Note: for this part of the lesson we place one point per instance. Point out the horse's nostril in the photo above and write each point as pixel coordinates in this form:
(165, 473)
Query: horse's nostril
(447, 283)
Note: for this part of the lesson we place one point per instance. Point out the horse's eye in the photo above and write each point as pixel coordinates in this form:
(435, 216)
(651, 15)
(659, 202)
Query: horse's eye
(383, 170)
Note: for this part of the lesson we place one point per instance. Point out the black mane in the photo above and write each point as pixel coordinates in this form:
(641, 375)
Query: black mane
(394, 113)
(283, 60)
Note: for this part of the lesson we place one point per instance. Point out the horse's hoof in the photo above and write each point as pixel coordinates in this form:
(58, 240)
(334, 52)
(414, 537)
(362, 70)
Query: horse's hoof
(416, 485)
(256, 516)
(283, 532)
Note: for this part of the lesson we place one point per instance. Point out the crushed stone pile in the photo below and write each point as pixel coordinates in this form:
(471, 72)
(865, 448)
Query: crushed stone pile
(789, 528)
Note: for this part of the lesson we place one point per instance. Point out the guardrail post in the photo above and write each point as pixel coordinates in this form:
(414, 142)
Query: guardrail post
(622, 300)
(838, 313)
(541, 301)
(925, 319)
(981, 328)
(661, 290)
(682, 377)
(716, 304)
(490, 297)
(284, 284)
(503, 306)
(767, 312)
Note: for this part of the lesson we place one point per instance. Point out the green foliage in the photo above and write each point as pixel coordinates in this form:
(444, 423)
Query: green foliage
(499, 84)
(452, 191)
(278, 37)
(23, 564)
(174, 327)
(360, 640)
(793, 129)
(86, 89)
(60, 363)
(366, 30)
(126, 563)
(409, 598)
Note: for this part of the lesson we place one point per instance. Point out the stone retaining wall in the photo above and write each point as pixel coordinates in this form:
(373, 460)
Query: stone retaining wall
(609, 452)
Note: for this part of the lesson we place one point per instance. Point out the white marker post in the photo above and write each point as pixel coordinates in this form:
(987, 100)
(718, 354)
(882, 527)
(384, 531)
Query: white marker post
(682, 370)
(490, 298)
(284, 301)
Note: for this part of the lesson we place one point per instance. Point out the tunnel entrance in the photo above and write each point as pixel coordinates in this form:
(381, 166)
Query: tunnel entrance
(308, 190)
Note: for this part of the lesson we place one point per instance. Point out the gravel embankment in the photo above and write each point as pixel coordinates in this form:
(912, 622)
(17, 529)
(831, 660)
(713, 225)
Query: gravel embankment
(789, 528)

# [TASK STATEMENT]
Please copy out everything from the line containing "out the gravel" down to the end of the listing, requests included, and scale every answer coordinate by 2, rounding to whole numbers with halves going up. Leave the requests and their sample coordinates unchanged.

# [FINAL RESULT]
Note: for this part of the lesson we place one point per instance. Point out the gravel embankment in the photo above and write each point as pixel coordinates in this form:
(912, 622)
(17, 529)
(831, 660)
(713, 225)
Query: gravel embankment
(1578, 1056)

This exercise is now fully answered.